§ Passage for review:
-- -- --

Alex Harrison Parker | Planetary Astronomy

Planetary Astronomer, Southwest Research Institute

Research scientist in planetary astronomy at the Southwest Research Institute, supporting NASA's New Horizons mission to Pluto, and developing the post-Pluto mission into the Kuiper Belt. Expert in the dynamics of binary minor planets, detection and characterization of trans-Neptunian objects, and the origin of the architecture of our Solar System.

Science

Exploring the Kuiper Belt with New Horizons

After my PhD in 2011, I was engaged in the search for a Kuiper Belt object to send NASA's New Horizons spacecraft to after its Pluto encounter in 2015. This post-Pluto mission through the Kuiper Belt will be the only in-situ exploration of this region of the outer Solar System in the foreseeable future. 

Our search targeted the area of sky where Kuiper Belt objects that will eventually pass New Horizons currently reside. Unfortunately, this area of sky is deep in the galactic plane, and the background is packed with stars. I developed difference-imaging and digital tracking techniques to suppress the starlight while leaving behind the slowly-moving Kuiper Belt objects of interest, and trajectory analysis tools to determine the fuel cost to reach any candidate objects.

This search culminated in 2014 with the discovery of a targetable Kuiper Belt Object in Hubble Space Telescope data. New Horizons completed a targeting maneuver in November 2015 and is on-course for a New Years Day 2019 flyby of 2014 MU69.


Dynamics of Minor Planet Populations

Neptune Trojans are valuable tracers of the history of Neptune's orbital migration. In 2011 I serendipitously discovered and characterized the L5 Neptune Trojan 2011 HM102, which is the highest-inclination stable Neptune Trojan known as well as the largest L5 Trojan object known in the entire solar system. The extreme orbit of 2011 HM102 prompted me to characterize the overall distribution of Neptune Trojan orbits, which required developing new survey-agnostic statistical characterization techniques to remove discovery biases present in the sample of known Neptune Trojans.

-- -- --

§ The data:
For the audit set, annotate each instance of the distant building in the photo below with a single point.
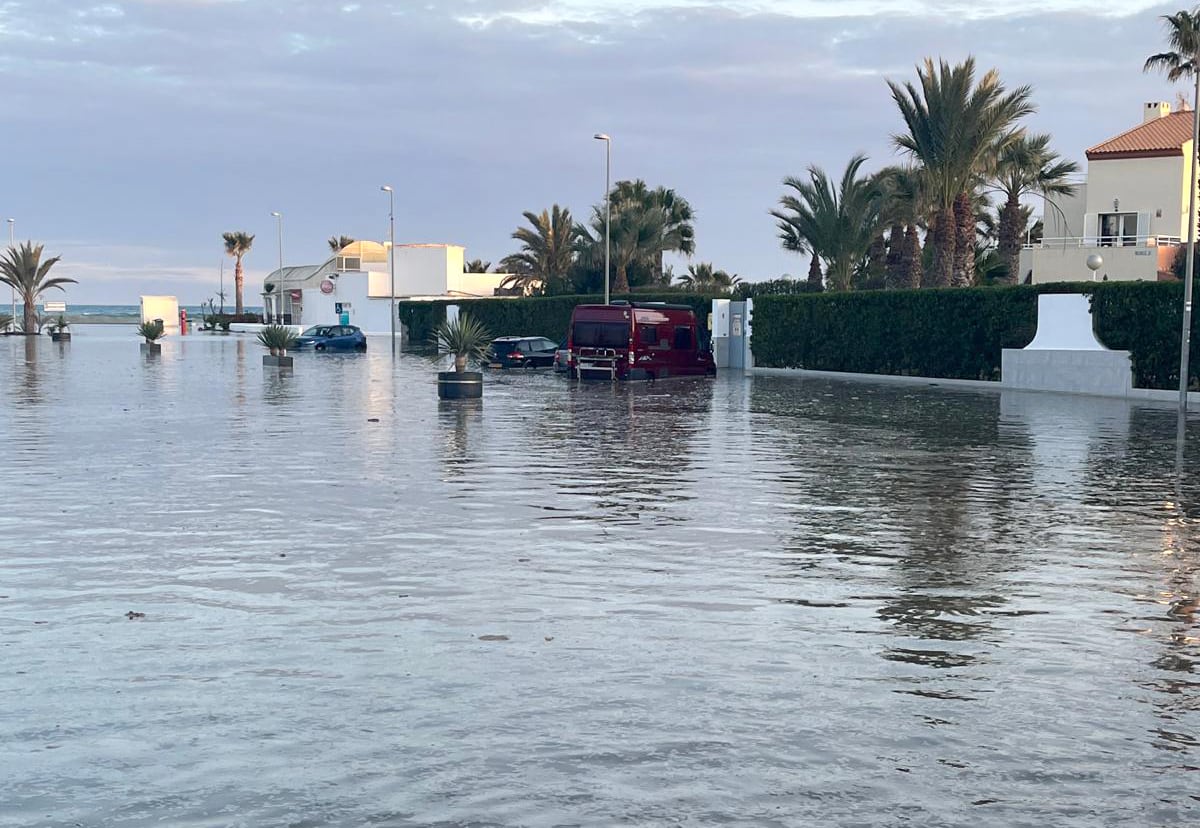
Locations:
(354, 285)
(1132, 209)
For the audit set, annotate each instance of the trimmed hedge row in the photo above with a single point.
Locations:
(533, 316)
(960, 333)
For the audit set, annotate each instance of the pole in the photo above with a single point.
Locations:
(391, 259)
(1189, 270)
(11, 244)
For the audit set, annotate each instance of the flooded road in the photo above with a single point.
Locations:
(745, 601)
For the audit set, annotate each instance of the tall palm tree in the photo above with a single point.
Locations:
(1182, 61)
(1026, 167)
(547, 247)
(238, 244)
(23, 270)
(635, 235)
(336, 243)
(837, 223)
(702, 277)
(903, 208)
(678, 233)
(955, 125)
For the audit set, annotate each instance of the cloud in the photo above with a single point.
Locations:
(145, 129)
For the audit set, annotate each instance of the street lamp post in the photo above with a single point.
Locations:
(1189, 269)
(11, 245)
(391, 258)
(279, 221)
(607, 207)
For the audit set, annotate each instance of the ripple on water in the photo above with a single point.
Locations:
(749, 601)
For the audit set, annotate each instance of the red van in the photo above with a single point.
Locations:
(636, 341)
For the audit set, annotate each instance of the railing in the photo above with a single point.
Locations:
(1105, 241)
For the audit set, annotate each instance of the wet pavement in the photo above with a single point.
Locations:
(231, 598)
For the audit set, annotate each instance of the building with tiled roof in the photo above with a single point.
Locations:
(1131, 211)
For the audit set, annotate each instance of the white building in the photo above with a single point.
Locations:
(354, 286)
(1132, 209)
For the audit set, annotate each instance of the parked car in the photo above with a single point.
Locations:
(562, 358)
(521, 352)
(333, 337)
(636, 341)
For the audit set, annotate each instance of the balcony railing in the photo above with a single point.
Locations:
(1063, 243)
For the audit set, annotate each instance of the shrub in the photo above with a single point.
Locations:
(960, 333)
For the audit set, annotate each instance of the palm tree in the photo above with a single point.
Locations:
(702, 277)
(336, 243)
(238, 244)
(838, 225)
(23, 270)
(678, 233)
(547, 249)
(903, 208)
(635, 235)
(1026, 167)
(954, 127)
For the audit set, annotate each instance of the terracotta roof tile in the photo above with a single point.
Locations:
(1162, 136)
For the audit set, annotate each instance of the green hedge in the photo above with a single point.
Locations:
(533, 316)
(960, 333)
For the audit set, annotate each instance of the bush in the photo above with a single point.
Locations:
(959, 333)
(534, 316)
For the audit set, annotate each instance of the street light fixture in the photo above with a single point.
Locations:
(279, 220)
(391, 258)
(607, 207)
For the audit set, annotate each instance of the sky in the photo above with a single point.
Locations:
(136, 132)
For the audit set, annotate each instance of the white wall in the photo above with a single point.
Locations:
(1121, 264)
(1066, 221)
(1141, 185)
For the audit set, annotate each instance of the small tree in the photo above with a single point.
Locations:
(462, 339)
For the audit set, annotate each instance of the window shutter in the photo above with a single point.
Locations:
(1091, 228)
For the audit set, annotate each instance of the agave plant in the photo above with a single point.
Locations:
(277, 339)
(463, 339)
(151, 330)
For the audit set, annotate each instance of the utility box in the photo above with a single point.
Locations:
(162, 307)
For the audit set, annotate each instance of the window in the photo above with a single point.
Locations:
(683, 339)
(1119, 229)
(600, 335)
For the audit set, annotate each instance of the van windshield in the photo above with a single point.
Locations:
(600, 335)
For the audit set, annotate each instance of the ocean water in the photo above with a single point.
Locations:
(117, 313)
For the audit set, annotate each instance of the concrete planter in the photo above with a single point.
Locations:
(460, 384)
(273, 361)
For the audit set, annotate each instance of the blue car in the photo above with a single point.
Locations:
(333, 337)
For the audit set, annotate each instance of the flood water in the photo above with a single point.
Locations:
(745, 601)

-- -- --

Please extract the part of the planetary astronomy profile that begins at the words "Neptune Trojans are" and stops after the words "known Neptune Trojans.", copying it word for word.

Neptune Trojans are valuable tracers of the history of Neptune's orbital migration. In 2011 I serendipitously discovered and characterized the L5 Neptune Trojan 2011 HM102, which is the highest-inclination stable Neptune Trojan known as well as the largest L5 Trojan object known in the entire solar system. The extreme orbit of 2011 HM102 prompted me to characterize the overall distribution of Neptune Trojan orbits, which required developing new survey-agnostic statistical characterization techniques to remove discovery biases present in the sample of known Neptune Trojans.